** START OF LISTING **

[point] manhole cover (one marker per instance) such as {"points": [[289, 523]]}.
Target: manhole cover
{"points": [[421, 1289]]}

** END OF LISTING **
** START OF LISTING **

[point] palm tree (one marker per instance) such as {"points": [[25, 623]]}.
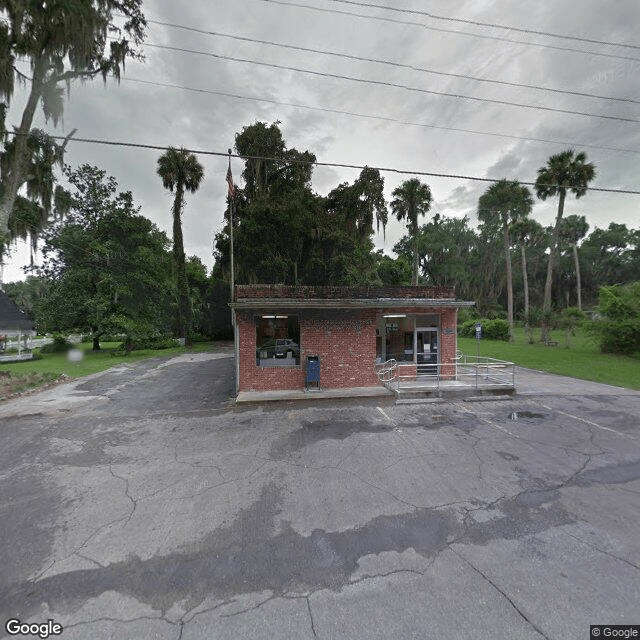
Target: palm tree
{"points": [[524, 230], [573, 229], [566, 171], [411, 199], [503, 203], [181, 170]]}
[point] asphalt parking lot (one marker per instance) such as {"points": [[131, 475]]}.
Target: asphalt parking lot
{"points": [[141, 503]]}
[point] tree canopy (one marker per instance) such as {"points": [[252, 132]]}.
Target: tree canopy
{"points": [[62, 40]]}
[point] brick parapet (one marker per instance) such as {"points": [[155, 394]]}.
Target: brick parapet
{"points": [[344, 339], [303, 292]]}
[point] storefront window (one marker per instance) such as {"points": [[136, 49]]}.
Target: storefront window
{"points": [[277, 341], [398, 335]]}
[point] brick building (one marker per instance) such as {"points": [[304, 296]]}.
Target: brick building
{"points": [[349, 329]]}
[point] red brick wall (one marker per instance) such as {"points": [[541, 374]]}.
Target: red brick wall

** END OF LISTING **
** START OF LISTING **

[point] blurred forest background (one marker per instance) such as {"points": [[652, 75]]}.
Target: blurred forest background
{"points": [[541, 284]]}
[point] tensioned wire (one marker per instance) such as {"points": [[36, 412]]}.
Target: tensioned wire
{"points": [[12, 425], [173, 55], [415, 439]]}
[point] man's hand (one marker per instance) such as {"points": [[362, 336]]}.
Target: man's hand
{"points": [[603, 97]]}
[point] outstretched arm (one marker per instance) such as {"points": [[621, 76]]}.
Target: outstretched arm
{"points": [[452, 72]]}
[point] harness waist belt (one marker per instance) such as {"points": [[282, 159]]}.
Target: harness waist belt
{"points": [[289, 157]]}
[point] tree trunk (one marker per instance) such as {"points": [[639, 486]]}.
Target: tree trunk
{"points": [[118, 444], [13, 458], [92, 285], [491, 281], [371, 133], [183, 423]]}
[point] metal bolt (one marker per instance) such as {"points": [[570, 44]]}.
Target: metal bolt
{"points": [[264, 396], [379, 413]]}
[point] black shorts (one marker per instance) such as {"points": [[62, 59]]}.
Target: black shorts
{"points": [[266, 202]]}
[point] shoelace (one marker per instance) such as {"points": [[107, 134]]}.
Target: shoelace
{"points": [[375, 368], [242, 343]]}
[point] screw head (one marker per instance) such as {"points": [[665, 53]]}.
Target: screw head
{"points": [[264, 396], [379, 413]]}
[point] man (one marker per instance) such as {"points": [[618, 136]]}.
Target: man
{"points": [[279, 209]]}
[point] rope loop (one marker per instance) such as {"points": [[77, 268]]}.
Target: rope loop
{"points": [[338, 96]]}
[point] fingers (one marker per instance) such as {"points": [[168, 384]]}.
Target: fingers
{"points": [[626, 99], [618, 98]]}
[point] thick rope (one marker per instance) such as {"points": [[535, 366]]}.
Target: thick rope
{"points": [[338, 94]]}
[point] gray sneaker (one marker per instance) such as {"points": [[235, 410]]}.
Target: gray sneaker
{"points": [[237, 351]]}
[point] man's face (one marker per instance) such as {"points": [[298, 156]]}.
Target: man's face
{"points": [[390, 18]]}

** END OF LISTING **

STATED GOAL -
Copy out the lines from the one containing "[point] brick parapet" through the one containing "Target: red brick wall", both included, with nothing changed.

OUTPUT -
[point] brick parapet (one marker per instance) such as {"points": [[155, 394]]}.
Target: brick parapet
{"points": [[344, 339], [303, 292]]}
[point] storefront window (one marker per instance) such as {"points": [[136, 49]]}.
Target: storefront window
{"points": [[277, 341], [398, 335]]}
[point] brick building (one marker per instance) such as {"points": [[304, 296]]}.
Target: brick building
{"points": [[349, 329]]}
[point] red brick wall (one marker per instance) such as {"points": [[541, 374]]}.
Target: red brick wall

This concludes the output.